EXERCISE DIRECTIONS: Return the lines from the line containing "# tag a point" through the last line of the material below, exactly as they appear and with no others.

SUPPLIED RECORDS section start

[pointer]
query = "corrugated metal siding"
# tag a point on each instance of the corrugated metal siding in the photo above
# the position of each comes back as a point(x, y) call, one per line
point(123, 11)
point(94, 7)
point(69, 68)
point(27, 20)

SUPPLIED RECORDS section end

ANSWER FOR THIS EXERCISE:
# tag a point on each instance of the corrugated metal siding in the photo above
# the position of each comes back as a point(x, y) call, one per line
point(123, 11)
point(94, 7)
point(69, 68)
point(27, 20)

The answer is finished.